What is expected: Every entry below, from first to last, should be copied exactly.

(Point localization data)
Start of Block

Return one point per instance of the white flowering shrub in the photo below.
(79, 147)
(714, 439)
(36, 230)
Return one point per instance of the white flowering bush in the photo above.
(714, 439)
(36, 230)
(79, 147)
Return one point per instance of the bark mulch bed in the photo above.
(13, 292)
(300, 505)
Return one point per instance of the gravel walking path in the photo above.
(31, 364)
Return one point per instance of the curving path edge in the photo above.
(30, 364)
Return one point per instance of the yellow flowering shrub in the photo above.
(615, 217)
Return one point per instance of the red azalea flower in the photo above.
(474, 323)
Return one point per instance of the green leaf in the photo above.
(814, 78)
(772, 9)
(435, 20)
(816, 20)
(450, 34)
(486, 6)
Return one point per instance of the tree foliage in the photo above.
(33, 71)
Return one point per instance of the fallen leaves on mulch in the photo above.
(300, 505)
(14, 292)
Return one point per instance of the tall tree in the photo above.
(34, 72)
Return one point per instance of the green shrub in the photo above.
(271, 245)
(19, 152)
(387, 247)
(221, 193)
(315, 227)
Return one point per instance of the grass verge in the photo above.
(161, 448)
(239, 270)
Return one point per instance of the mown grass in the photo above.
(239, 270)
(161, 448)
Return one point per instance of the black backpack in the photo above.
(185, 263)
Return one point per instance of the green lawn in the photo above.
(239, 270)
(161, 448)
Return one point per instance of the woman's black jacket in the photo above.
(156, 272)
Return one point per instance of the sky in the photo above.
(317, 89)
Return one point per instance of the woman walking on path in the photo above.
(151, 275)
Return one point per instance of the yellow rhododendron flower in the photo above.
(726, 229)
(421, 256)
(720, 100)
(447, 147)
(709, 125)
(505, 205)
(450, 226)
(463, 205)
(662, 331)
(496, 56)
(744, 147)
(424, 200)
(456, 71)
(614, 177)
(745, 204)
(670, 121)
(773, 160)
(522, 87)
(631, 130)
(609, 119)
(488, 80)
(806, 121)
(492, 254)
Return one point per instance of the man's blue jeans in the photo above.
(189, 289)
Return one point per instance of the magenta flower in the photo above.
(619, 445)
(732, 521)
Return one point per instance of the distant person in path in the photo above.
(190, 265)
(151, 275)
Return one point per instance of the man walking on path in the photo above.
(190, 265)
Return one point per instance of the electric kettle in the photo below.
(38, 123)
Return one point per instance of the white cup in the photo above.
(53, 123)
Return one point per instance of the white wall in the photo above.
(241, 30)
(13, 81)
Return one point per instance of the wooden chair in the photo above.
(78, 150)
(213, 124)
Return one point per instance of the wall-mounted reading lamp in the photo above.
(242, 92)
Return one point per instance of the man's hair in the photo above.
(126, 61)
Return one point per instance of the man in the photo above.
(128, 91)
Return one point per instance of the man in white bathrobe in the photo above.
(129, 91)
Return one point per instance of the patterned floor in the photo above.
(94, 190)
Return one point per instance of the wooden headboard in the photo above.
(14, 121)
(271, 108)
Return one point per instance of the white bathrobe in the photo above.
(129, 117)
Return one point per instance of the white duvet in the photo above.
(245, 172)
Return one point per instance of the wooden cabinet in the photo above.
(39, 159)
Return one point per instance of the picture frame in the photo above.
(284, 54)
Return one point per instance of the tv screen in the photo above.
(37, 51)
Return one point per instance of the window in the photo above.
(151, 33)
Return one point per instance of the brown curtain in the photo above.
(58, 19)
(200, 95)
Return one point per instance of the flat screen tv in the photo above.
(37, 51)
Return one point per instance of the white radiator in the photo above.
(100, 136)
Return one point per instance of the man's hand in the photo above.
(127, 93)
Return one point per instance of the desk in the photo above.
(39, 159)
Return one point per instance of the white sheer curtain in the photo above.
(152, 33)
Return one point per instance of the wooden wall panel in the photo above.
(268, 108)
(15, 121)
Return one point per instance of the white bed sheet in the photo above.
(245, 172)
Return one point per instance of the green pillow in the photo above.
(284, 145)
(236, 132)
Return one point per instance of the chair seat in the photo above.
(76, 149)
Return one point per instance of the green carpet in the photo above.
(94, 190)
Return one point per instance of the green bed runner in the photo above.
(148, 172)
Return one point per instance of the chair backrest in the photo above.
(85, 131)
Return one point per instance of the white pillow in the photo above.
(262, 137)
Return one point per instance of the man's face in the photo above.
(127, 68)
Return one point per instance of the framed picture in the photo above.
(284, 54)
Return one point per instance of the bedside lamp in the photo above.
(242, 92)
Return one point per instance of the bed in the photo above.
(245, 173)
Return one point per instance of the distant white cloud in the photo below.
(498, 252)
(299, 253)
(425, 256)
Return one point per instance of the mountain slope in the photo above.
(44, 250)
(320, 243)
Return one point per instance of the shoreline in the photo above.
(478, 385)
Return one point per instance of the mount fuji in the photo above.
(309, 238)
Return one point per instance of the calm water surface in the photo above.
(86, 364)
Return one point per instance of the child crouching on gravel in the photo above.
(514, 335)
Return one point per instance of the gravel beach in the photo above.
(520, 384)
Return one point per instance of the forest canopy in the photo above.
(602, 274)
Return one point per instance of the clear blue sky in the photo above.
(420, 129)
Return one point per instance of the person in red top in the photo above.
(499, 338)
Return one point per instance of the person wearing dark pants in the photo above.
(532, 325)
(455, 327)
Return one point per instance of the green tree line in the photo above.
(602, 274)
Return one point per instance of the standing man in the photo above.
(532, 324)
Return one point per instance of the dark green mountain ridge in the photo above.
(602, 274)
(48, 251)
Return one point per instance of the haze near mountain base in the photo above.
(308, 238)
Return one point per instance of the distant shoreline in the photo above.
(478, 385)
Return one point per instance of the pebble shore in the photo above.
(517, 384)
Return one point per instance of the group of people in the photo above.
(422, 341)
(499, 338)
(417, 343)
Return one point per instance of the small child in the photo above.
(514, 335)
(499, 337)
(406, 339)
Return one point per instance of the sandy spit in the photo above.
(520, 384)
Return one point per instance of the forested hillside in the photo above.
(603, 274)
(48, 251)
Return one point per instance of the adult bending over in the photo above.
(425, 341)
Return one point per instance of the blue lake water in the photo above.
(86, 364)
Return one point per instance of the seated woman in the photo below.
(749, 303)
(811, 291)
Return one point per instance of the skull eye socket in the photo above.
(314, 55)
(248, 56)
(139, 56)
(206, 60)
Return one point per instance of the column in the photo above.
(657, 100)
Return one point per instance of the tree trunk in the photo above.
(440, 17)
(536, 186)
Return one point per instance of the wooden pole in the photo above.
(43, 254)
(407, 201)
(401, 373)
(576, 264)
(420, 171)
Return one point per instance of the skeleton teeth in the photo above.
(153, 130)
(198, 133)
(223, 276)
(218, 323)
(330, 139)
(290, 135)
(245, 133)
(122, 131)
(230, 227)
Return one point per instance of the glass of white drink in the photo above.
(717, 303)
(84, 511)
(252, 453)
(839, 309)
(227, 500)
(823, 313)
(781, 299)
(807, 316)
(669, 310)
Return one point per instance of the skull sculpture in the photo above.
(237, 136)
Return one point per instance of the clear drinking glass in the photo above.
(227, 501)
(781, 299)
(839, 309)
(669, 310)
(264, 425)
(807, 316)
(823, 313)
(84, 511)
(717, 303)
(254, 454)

End of Block

Written response:
Return one point per instance of the white flowering shrub in the photo below.
(79, 147)
(714, 439)
(36, 230)
Return one point per instance of the white flowering bush in the photo above.
(714, 439)
(36, 230)
(79, 147)
Return one point per instance of the bark mulch bed in the photo above.
(13, 292)
(300, 505)
Return one point per instance of the gravel walking path in the photo above.
(31, 364)
Return one point per instance of the curving path edge in the photo above.
(30, 364)
Return one point per instance of the yellow flowering shrub in the photo above.
(615, 217)
Return one point per instance of the red azalea flower in the photo above.
(474, 323)
Return one point per instance of the green leaf in the photo above.
(814, 78)
(772, 9)
(435, 20)
(816, 20)
(450, 34)
(486, 6)
Return one point per instance of the tree foliage in the photo above.
(33, 71)
Return one point per instance of the fallen leaves on mulch in the photo above.
(300, 505)
(14, 292)
Return one point per instance of the tall tree in the photo above.
(34, 72)
Return one point per instance of the green shrub in the photo above.
(271, 245)
(19, 152)
(387, 247)
(221, 193)
(315, 227)
Return one point per instance of the grass verge in the photo above.
(161, 448)
(239, 270)
Return one point per instance of the mown grass in the photo above.
(239, 270)
(161, 448)
Return one point per instance of the black backpack in the photo above.
(185, 263)
Return one point per instance of the green lawn in the photo above.
(239, 270)
(161, 448)
Return one point per instance of the woman's black jacket in the photo above.
(156, 272)
Return one point per instance of the sky in the photo above.
(317, 89)
Return one point per instance of the woman walking on path in the photo above.
(151, 275)
Return one point per instance of the yellow rhododendron flower in the photo above.
(726, 229)
(421, 256)
(720, 100)
(447, 147)
(709, 125)
(505, 205)
(450, 226)
(463, 205)
(662, 331)
(496, 56)
(744, 147)
(424, 200)
(456, 71)
(614, 177)
(745, 204)
(670, 121)
(773, 160)
(522, 87)
(631, 130)
(609, 119)
(488, 80)
(806, 121)
(492, 254)
Return one point per instance of the man's blue jeans in the photo above.
(189, 289)
Return one point per instance of the magenta flower in the photo above.
(619, 445)
(732, 521)
Return one point per instance of the distant person in path in the photo above.
(190, 265)
(151, 275)
Return one point per instance of the man walking on path in the photo above.
(190, 265)
Return one point per instance of the electric kettle in the photo below.
(38, 123)
Return one point per instance of the white cup in the photo above.
(53, 123)
Return one point per instance of the white wall in the photo above.
(241, 30)
(13, 81)
Return one point per instance of the wooden chair in the photo above.
(78, 150)
(213, 124)
Return one point per instance of the wall-mounted reading lamp in the photo above.
(242, 92)
Return one point per instance of the man's hair in the photo above.
(126, 61)
Return one point per instance of the man in the photo above.
(128, 91)
Return one point per instance of the man in white bathrobe in the photo above.
(129, 91)
Return one point per instance of the patterned floor in the photo above.
(94, 190)
Return one point per instance of the wooden headboard in the photo above.
(14, 121)
(271, 108)
Return one point per instance of the white bathrobe in the photo above.
(129, 117)
Return one point per instance of the white duvet in the photo above.
(245, 172)
Return one point per instance of the wooden cabinet in the photo above.
(39, 159)
Return one point per instance of the picture frame in the photo above.
(284, 54)
Return one point per instance of the tv screen in the photo above.
(37, 51)
Return one point per instance of the window in the photo above.
(151, 33)
Return one point per instance of the brown curtain in the photo above.
(58, 19)
(200, 95)
Return one point per instance of the flat screen tv in the photo above.
(37, 51)
Return one point per instance of the white radiator in the photo above.
(100, 136)
Return one point per instance of the man's hand in the photo above.
(127, 93)
Return one point per instance of the desk in the photo above.
(39, 159)
Return one point per instance of the white sheer curtain in the photo above.
(152, 33)
Return one point per instance of the wooden wall panel in the photo above.
(268, 108)
(15, 121)
Return one point per instance of the white bed sheet in the photo above.
(245, 172)
Return one point per instance of the green pillow in the photo above.
(284, 145)
(236, 132)
Return one point per instance of the chair seat in the photo above.
(76, 149)
Return one point per instance of the green carpet in the photo above.
(94, 190)
Return one point per instance of the green bed runner in the photo above.
(148, 172)
Return one point per instance of the chair backrest in the photo above.
(85, 131)
Return one point per instance of the white pillow in the photo above.
(262, 137)
Return one point per instance of the man's face in the photo above.
(127, 68)
Return one point per instance of the framed picture in the photo above.
(284, 54)
Return one point per instance of the bedside lamp in the photo above.
(242, 92)
Return one point per instance of the bed in the photo above.
(245, 173)
Return one point per instance of the distant white cloud in the photo below.
(498, 252)
(299, 253)
(425, 256)
Return one point per instance of the mountain slope in the photo above.
(44, 250)
(320, 243)
Return one point per instance of the shoreline in the photo above.
(478, 385)
Return one point per instance of the mount fuji in the photo above.
(309, 238)
Return one point per instance of the calm water surface in the photo above.
(86, 364)
Return one point per instance of the child crouching on gravel in the photo above.
(514, 335)
Return one point per instance of the gravel beach in the photo above.
(520, 384)
Return one point per instance of the forest canopy in the photo above.
(602, 274)
Return one point per instance of the clear blue sky in the photo above.
(420, 129)
Return one point per instance of the person in red top in the photo above.
(499, 338)
Return one point per instance of the person wearing dark pants in the photo above.
(532, 325)
(455, 327)
Return one point per instance of the green tree line in the photo above.
(602, 274)
Return one point per instance of the standing man in the photo above.
(532, 324)
Return one point per instance of the dark green mountain ridge in the photo above.
(602, 274)
(48, 251)
Return one point per instance of the haze near mountain base in the photo above.
(308, 238)
Return one point per instance of the distant shoreline in the photo above.
(478, 385)
Return one point per instance of the pebble shore in the photo above.
(517, 384)
Return one point per instance of the group of people in the photo above.
(422, 341)
(499, 338)
(417, 343)
Return one point per instance of the small child in the photo above.
(514, 335)
(499, 337)
(406, 339)
Return one point per instance of the sandy spit in the photo above.
(520, 384)
Return one point per instance of the forested hillside in the photo above.
(603, 274)
(48, 251)
Return one point per instance of the adult bending over in the photo above.
(425, 341)
Return one point per instance of the blue lake water in the photo above.
(86, 364)
Return one point per instance of the seated woman in the photo below.
(749, 303)
(811, 291)
Return one point per instance of the skull eye socket in the photo above.
(314, 55)
(248, 56)
(139, 56)
(206, 60)
Return one point per instance of the column in the photo above.
(657, 100)
Return one point per instance of the tree trunk in the photo above.
(440, 17)
(536, 186)
Return one point per instance of the wooden pole in the photo above.
(43, 254)
(407, 201)
(401, 373)
(576, 264)
(420, 171)
Return one point per instance of the skeleton teeth in the photo above.
(153, 130)
(198, 133)
(223, 276)
(218, 323)
(330, 139)
(290, 135)
(245, 133)
(122, 131)
(230, 227)
Return one point per instance of the glass of white drink in the photo above.
(717, 303)
(84, 511)
(252, 453)
(839, 309)
(227, 500)
(823, 313)
(781, 299)
(807, 316)
(669, 310)
Return one point per instance of the skull sculpture in the photo above.
(237, 136)
Return one point per instance of the clear drinking glass in the photo above.
(227, 501)
(781, 299)
(839, 309)
(669, 310)
(264, 425)
(807, 316)
(823, 313)
(84, 511)
(717, 303)
(254, 454)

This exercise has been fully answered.